> [REQUIRED ACTION] Lines with the string "head" are to be identified in the listing and copied.

> [DATA RECORDS]
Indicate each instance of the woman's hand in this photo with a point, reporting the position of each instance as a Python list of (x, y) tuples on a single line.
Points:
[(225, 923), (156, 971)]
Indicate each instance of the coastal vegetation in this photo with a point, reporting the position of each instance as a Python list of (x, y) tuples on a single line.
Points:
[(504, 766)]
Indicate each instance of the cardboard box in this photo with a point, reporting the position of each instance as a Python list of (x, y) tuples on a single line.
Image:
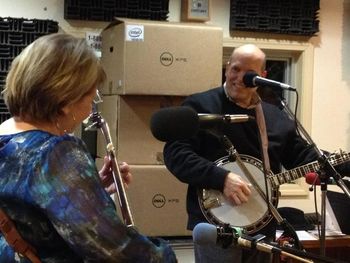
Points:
[(161, 58), (129, 118), (157, 201)]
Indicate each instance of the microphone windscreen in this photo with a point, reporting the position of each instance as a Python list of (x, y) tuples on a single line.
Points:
[(204, 234), (174, 123), (248, 78)]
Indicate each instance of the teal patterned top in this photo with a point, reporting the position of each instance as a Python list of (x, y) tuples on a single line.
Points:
[(49, 186)]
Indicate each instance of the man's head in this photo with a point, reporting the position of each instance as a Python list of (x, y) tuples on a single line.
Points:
[(244, 58)]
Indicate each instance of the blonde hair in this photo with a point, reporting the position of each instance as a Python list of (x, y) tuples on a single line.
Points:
[(52, 72)]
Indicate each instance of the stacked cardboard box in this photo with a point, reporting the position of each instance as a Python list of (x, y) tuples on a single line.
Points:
[(151, 65)]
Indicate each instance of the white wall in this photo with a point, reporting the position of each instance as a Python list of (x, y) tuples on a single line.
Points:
[(330, 127)]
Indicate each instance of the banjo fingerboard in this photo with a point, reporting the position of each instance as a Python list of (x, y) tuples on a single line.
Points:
[(294, 174)]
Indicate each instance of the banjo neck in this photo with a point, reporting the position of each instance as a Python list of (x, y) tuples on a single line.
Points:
[(296, 173)]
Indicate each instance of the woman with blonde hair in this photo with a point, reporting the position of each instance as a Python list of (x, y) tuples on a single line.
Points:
[(49, 184)]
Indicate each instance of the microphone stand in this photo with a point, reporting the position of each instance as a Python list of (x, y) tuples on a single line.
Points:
[(326, 170), (230, 236)]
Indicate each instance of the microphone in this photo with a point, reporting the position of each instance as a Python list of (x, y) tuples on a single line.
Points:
[(251, 79), (207, 234), (181, 122), (314, 179)]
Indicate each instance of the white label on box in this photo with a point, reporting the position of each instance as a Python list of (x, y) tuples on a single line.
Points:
[(134, 33), (95, 41)]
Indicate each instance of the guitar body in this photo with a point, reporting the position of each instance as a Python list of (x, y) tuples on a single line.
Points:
[(253, 215)]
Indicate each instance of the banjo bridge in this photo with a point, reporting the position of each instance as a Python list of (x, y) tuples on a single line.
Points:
[(210, 201)]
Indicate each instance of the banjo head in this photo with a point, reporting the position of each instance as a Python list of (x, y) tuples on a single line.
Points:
[(253, 215)]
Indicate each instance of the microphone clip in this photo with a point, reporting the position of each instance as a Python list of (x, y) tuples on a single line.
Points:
[(227, 234)]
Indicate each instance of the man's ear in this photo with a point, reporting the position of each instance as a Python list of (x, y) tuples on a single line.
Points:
[(66, 109)]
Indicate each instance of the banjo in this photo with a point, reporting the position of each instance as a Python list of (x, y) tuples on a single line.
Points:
[(253, 215)]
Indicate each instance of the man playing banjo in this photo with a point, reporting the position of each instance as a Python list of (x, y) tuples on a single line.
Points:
[(194, 160)]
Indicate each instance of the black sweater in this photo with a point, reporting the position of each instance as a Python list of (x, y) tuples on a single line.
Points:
[(191, 160)]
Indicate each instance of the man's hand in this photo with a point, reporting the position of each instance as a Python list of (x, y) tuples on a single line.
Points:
[(236, 190)]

> [RESULT BELOW]
Indicate each instance of the man's head in this photo with a point, reporting the position of each instance as a Python list of (x, y) tuples on a single line.
Indicate each instance of the banjo head in this photo with a point, reporting the position of each instance as a Python list of (x, y) tuples on a single line.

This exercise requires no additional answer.